* TEXT SEGMENT *
The nation’s tech sector is full of rock-star CEOs but in the case of Skip Capital, its co-founder experienced the bright lights of rock stardom.

Scott Farquhar: “With Skip we want to get behind great founders.” Picture: Bloomberg
Scott Farquhar: “With Skip we want to get behind great founders.” Picture: Bloomberg

The nation’s tech sector is full of rock star chief executives but in the case of Skip Capital, the family office of billionaire couple Scott Farquhar and Kim Jackson, its co-founder tasted rock stardom.

A decade before she co-founded Skip, Jackson was the keyboard player for alternative rock band Krill, alongside her four siblings Jan, Roy and twins Lee and Lea.

The “Jackson five” was at one point signed by Sony and in 2004 performed at the Football World Cup in Germany, before touring Australia’s Big Day Out festival in 2006.

Speaking in a wide-ranging interview with The Weekend Australian, Farquhar – who met Jackson through mutual friends – says Skip’s strengths and point of difference lie in the way in which it views technology opportunities, which he says it all comes down to Jackson and her work experience.

Jackson’s family rock band was still touring up and down Australia’s east coast when she took a role as an investment banker at Hastings Funds Management in Sydney, helping pull together multibillion-dollar infrastructure transactions.

It’s that experience in infrastructure deals that Farquhar says has powered Skip’s investments, particularly in green technology.

The investment vehicle funds long-term projects across wind, solar, waste processing and recycling through its dedicated infrastructure fund, as well as taking stakes in more typical software start-ups like Canva and Culture Amp.

“The thing about green technology and our investments there is our heritage and Kim’s background as an infrastructure investor,” Farquhar says on the sidelines of Atlassian’s Team23 summit in Las Vegas.

* GIVEN MATERIAL *
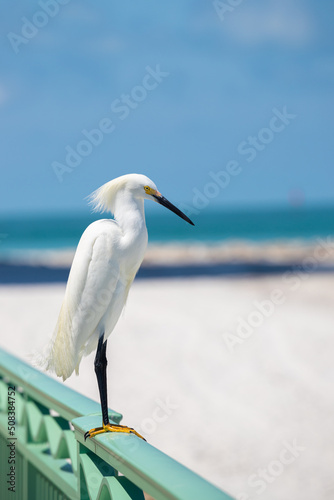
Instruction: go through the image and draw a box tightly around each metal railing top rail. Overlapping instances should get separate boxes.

* REQUIRED ACTION 1 *
Using the Skip Capital text, decide whether each statement agrees with it: (a) Krill performed at the Football World Cup in Germany in 2004; (b) Farquhar met Jackson while she worked at Hastings Funds Management; (c) Skip has taken a stake in Canva. Give yes or no for each and quote the deciding words.
* REQUIRED ACTION 2 *
Name every sibling of Kim Jackson who played in Krill, according to the Skip Capital text.
* REQUIRED ACTION 3 *
Reproduce a passage of the Skip Capital text word for word, beginning at the words "The nation’s tech sector is full of rock-star" and ending after "festival in 2006.".
The data has no connection to the Skip Capital text.

* EXERCISE OUTPUT 1 *
(a) Yes: "in 2004 performed at the Football World Cup in Germany"
(b) No: "who met Jackson through mutual friends"
(c) Yes: "taking stakes in more typical software start-ups like Canva and Culture Amp"

* EXERCISE OUTPUT 2 *
Jan, Roy, Lee, Lea

* EXERCISE OUTPUT 3 *
The nation’s tech sector is full of rock-star CEOs but in the case of Skip Capital, its co-founder experienced the bright lights of rock stardom.

Scott Farquhar: “With Skip we want to get behind great founders.” Picture: Bloomberg
Scott Farquhar: “With Skip we want to get behind great founders.” Picture: Bloomberg

The nation’s tech sector is full of rock star chief executives but in the case of Skip Capital, the family office of billionaire couple Scott Farquhar and Kim Jackson, its co-founder tasted rock stardom.

A decade before she co-founded Skip, Jackson was the keyboard player for alternative rock band Krill, alongside her four siblings Jan, Roy and twins Lee and Lea.

The “Jackson five” was at one point signed by Sony and in 2004 performed at the Football World Cup in Germany, before touring Australia’s Big Day Out festival in 2006.